§ The request
Your task is to extract every line from the material below exactly.

---- Data shown

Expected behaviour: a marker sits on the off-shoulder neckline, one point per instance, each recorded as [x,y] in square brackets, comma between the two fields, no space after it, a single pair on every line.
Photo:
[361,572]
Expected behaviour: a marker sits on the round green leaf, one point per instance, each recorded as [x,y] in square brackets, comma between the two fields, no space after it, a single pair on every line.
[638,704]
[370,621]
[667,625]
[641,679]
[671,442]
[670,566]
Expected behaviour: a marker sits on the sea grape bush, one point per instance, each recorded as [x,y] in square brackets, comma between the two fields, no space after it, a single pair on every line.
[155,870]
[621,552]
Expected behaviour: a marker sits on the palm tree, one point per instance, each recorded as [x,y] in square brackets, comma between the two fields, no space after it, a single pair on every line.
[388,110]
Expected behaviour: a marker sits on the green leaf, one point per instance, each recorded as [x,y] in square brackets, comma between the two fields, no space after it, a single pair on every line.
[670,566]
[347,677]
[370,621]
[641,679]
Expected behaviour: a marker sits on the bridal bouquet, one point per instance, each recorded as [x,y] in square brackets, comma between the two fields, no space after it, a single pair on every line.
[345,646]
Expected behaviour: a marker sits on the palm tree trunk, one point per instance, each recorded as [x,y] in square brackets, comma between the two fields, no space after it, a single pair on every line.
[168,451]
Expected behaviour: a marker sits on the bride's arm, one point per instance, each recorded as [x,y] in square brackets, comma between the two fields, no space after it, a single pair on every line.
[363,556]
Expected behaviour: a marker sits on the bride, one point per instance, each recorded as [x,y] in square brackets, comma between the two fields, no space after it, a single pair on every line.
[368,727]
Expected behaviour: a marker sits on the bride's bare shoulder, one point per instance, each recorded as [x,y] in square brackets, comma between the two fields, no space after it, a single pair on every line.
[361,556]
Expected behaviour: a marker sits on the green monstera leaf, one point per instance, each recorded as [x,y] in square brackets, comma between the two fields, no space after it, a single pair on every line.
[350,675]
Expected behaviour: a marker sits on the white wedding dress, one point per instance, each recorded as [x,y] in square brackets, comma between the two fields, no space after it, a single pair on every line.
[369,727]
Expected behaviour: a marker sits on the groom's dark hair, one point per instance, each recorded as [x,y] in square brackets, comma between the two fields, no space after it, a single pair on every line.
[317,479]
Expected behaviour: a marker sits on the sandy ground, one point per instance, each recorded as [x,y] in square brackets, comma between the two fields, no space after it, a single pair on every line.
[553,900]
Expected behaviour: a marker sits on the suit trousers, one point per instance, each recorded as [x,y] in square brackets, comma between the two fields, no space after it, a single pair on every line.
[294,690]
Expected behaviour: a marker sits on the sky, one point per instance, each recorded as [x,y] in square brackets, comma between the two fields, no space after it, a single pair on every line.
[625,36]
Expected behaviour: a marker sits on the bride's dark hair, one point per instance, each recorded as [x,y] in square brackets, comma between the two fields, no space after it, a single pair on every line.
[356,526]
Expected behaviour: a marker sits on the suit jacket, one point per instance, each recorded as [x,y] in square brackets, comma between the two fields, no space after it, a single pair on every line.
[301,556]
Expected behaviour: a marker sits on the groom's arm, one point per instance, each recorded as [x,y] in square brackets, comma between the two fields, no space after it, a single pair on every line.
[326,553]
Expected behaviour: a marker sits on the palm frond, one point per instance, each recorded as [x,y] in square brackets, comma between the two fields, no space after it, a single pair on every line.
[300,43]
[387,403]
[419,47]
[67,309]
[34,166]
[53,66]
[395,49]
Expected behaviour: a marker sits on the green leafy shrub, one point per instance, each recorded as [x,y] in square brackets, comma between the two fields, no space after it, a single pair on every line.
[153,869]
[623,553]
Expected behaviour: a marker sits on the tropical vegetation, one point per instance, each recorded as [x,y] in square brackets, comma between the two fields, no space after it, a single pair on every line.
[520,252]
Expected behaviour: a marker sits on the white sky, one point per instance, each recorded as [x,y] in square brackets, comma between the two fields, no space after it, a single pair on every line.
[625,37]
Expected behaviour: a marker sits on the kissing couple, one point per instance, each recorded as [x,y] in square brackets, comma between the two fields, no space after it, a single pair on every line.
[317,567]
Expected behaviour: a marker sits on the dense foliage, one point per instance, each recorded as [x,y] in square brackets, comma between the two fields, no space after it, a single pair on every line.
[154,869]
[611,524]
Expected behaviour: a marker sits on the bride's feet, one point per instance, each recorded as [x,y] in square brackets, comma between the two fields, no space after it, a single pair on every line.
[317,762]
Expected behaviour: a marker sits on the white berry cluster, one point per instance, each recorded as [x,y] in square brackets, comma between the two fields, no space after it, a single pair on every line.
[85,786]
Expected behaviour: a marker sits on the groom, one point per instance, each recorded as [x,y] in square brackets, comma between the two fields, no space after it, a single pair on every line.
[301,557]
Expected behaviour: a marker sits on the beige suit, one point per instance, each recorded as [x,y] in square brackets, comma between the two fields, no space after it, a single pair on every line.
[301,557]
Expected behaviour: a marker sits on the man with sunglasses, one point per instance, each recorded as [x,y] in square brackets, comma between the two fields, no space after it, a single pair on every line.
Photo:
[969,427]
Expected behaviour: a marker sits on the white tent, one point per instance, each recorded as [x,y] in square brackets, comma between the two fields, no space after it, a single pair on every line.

--------

§ Task answer
Expected behaviour: a marker sits on the off-shoulder neckline, one point per instance, each recorded as [x,y] in square brackets, comma between the two fields, no space after it, a single pair on every line.
Photo:
[361,572]
Expected behaviour: a marker sits on the round green leaf, one point per instance, each recorded as [x,y] in square brackets, comma between the two fields, no space after it, a single pair on every line.
[638,704]
[370,621]
[667,625]
[641,679]
[671,442]
[670,566]
Expected behaviour: a marker sits on the sea grape bush, one point per instance, each recorded as [x,y] in square brackets, comma between the two fields, no space after it, a single pair on every line.
[155,870]
[621,552]
Expected behaviour: a marker sits on the palm tree, one point per instance, each recorded as [x,y] in square brackets, comma between the two fields, no space after it, a single pair on every line.
[388,110]
Expected behaviour: a marker sits on the green leaf, one point per instance, each recorded as [x,y] in square brackets, comma between the two fields, no space after it, a single pair on every line.
[670,566]
[347,677]
[370,621]
[641,679]
Expected behaviour: a marker sits on the bridal bouquet, one point per instance, each recorded as [x,y] in square brackets, comma between the two fields, no space after it, a single pair on every line.
[345,646]
Expected behaviour: a marker sits on the palm tree trunk, one point per instance, each recorded as [x,y] in square brackets, comma between the two fields, no space after it, a single pair on every line.
[168,451]
Expected behaviour: a marker sits on the bride's arm, one point per instance, each recorded as [x,y] in square brackets, comma between the two fields, no space after it, a single pair on every line.
[363,556]
Expected behaviour: a marker sits on the bride, one point per instance, each recorded as [x,y] in square brackets, comma between the two fields, no space after it, a single pair on every line.
[368,727]
Expected behaviour: a marker sits on the bride's bare shoulder, one point per instance, each recorded as [x,y] in square brackets, comma between the two fields, no space after it, a single pair on every line.
[361,556]
Expected behaviour: a marker sits on the green monstera leaf, one point per instance, each recorded as [x,y] in square brackets, comma between the two fields, no space after it, a single pair on every line.
[350,675]
Expected behaviour: a marker sits on the white wedding dress, one point per instance, each recorded as [x,y] in square brackets, comma between the two fields, no space after it, a single pair on every line.
[369,727]
Expected behaviour: a marker sits on the groom's dark hair, one point per instance, each recorded as [x,y] in square brackets, comma between the two fields, no space after it, a single pair on every line.
[317,479]
Expected behaviour: a marker sits on the sandy ground, one point per instance, each recorded as [x,y] in square brackets, comma between the two fields, no space after it, a single pair on every line.
[553,900]
Expected behaviour: a marker sits on the suit trousers, one point per instance, each recorded as [x,y] in square brackets, comma between the two fields, no space after it, a single pair on every line.
[294,690]
Expected behaviour: a marker sits on the sky, one point per instance, each recorded as [x,y] in square brackets, comma between the two fields, no space after it, a single pair on every line.
[625,36]
Expected behaviour: a marker sits on the bride's dark hair, one point per instance, each recorded as [x,y] in square brackets, comma between the two fields, no space after it, a single pair on every line.
[356,526]
Expected behaviour: a marker sits on the suit jacket, one point per instance, each recorded as [x,y] in square brackets, comma between the two fields, no space after it, a single pair on every line.
[301,556]
Expected behaviour: a marker sits on the groom's arm, one point per instance, each recorded as [x,y] in square brackets, comma between the two fields, no space after it, a single pair on every line.
[326,553]
Expected behaviour: a marker sits on the palm frond, one point per instance, each recorded as [x,y] in square brackets, comma between the two fields, no space after it, a single pair on every line.
[300,43]
[387,403]
[419,47]
[67,309]
[34,166]
[53,66]
[395,49]
Expected behaviour: a marker sits on the green leafy shrub, one point per instance, each recorded as [x,y] in square brackets, comma between the two fields, no space after it, a single pair on every line.
[153,869]
[623,553]
Expected behaviour: a marker sits on the tropical vegetation, one point per instance, each recorded as [x,y] in square brackets, comma between the two fields, no space after it, a single pair on every line.
[520,252]
Expected behaviour: a marker sits on the white sky, one point per instance, each recorded as [x,y] in square brackets, comma between the two fields, no space after it, a single pair on every line.
[625,37]
Expected behaviour: a marker sits on the kissing couple, one point per instance, each recorded as [x,y] in square brackets, comma between the two fields, no space after it, a single pair on every line.
[317,567]
Expected behaviour: a marker sits on the dense foliage, one point per instance, each recorded as [x,y] in square brackets, comma between the two fields, no space after it, a single pair on every line.
[154,869]
[611,524]
Expected behaviour: a marker sits on the bride's feet, one point per instance, each recorded as [x,y] in square brackets, comma between the two fields, no space after it, a single pair on every line.
[317,762]
Expected behaviour: a marker sits on the white berry cluster, one point per instance, each recorded as [x,y] in square brackets, comma between the two fields, no space after it, a single pair on every line.
[85,786]
Expected behaviour: a marker sits on the groom, one point per instance, each recorded as [x,y] in square brackets, comma between the two fields, no space after it, a single pair on every line.
[301,557]
Expected behaviour: a marker sits on the beige suit, one point per instance, each recorded as [x,y] in square brackets, comma between the two fields, no space after it, a single pair on every line.
[301,557]
Expected behaviour: a marker sits on the man with sunglasses, one point per instance, each recorded as [x,y] in square brackets, comma between the two fields, no space after it, a single pair on every line.
Photo:
[969,427]
Expected behaviour: a marker sits on the white tent, one point per instance, each recorded as [x,y] in square brackets, comma between the two fields, no space after it, a single pair on every line.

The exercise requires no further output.